2016年2月9日火曜日

春分の日を迎えて


 春分の日に岐阜県高山市を訪ねた。そこで図らずも見聞したのは、昔懐かしい「鬼は外、福は内」と、地域の人々が鬼や福に扮して、自分たちの地域を回っている姿であった。

 日本人は古来「鬼」は何を意味し,「福」とは何を求めていたのであろうか?私の勝手な解釈では、島国の狭い地域社会で暮らす人々が避けたいのは「独りよがりの自分勝手な人」で、「福」とは「周りの人々に安心感をもたらす思いやりのある人」ではなかろうかということである。

 春分によって改まる2016年はただならぬ年となり、私たちに様々な警告、苦痛、損害をもたらすこととなろう。それも全て「地球規模」の大きなものである。収まることの無い大気温暖化によって引き起こされる異常気象は最早「異常」ではなく、人々の願いを空しくして大規模な天災・人災を引き起こしている。世界各地では水不足に、大変な乾燥に見舞われ、同時に大水害も経験している。洋上の島国は水没の危険に絶えず曝されている。アジア・アフリカの沿岸諸国は海水位の上昇で耕作地をどんどんと失っている。かくして、人類は前代未聞の危機に直面しているが、人々はそれらを余り深刻に受け止めず、学者や政治家も環境面で警鐘を鳴らす人の数は限られている。

 世間の人々が気にするのは株価、収入、暮らしぶりと言ったところで、2050年から2100年にかけて私たちの子孫がどのような運命に弄ばれるのかなどには考えが及ばない。

 どうです、皆様、これで良いのでしょうか?これから「鬼」で過ごしますか、それとも「福」に徹しますか?一市民として、人の親として、地球の将来に少しでも責任を感じ、何かしらの対応策を持ちませんか?政治家や官僚が何の行動をも起こさなければ、市民がやるしかありません。地球の将来を救うため立ち上がりましょう。

2016年1月25日月曜日

新しい年を迎えて 

                                
 新年ななったと思っていたら、もう一月近く経ってしまった。全く、月日の経つのは早いものである。最近の異常気象に振り回され、地球の将来やこれからの環境問題を考えると、あまり楽観的な気分に浸ってはいられない。
でも、国際的にはパリのCOP21が曲がりなりにも合意を得たし、SDGsも発表された。

データ抜粋:
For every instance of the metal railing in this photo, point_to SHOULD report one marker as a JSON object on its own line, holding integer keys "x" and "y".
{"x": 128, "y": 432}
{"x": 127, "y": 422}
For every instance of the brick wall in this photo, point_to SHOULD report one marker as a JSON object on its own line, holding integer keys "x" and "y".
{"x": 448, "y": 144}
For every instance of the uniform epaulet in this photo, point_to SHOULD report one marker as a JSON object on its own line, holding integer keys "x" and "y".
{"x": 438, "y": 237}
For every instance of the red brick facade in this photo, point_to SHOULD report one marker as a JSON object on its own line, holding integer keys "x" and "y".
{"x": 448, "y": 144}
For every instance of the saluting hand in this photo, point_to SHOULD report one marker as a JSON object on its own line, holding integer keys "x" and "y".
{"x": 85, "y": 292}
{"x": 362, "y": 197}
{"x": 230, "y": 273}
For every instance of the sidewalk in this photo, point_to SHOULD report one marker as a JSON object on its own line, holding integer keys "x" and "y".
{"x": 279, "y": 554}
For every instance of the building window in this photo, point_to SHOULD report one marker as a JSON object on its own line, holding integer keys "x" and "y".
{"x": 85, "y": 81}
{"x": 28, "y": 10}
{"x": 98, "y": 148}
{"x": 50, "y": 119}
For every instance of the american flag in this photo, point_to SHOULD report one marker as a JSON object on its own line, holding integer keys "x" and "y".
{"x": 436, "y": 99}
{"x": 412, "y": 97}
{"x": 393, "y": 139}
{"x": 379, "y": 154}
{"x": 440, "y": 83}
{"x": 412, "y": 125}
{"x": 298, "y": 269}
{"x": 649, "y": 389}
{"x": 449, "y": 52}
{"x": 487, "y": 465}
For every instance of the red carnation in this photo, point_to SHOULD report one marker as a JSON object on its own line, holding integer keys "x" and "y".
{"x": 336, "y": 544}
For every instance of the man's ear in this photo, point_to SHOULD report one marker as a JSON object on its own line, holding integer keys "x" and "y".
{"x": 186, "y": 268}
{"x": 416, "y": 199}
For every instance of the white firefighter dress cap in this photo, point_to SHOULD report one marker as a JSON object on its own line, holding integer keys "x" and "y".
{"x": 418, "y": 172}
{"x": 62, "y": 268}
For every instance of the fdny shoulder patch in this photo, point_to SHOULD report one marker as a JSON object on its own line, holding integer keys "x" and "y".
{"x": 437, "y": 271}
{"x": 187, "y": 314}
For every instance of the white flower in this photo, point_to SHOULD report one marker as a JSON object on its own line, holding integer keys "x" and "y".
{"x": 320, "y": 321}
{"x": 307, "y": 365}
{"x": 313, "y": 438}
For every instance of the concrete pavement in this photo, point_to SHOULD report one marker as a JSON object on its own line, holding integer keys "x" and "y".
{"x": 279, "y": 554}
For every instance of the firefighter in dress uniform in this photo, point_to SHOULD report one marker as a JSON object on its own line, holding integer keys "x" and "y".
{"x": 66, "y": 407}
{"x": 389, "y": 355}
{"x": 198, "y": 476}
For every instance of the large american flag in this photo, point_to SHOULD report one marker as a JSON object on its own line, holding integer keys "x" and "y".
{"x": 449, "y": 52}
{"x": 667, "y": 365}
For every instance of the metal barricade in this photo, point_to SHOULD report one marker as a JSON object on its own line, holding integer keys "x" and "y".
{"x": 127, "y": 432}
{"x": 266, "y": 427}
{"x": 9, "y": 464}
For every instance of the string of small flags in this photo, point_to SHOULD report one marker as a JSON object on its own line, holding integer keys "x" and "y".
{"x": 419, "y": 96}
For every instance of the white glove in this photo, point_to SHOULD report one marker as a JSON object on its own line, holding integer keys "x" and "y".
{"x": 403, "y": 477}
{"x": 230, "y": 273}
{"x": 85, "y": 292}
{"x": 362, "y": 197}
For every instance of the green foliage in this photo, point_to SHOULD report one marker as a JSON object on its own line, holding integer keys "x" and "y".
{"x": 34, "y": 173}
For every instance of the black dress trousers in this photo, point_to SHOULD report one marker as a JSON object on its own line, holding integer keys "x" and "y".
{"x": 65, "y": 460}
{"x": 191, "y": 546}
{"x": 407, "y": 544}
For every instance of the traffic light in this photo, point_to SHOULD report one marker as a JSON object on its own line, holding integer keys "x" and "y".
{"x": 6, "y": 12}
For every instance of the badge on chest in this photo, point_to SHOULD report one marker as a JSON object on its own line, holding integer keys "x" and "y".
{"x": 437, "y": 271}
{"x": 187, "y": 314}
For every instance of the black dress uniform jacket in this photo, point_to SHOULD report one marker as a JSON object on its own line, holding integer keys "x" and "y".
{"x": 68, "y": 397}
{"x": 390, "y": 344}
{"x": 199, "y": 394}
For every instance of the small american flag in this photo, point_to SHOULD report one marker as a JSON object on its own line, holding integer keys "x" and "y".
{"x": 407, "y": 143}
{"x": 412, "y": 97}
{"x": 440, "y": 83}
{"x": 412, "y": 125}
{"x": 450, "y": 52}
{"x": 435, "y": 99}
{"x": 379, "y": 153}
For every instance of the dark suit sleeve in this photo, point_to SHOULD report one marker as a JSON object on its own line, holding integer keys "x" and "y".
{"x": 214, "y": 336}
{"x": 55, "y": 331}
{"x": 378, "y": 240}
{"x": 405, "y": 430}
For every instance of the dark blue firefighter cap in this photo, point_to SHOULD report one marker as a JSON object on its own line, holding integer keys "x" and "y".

課題の目的:
出典文書によると、筆者が春分の日に訪ねたのはどこか。

演習の結果:
岐阜県高山市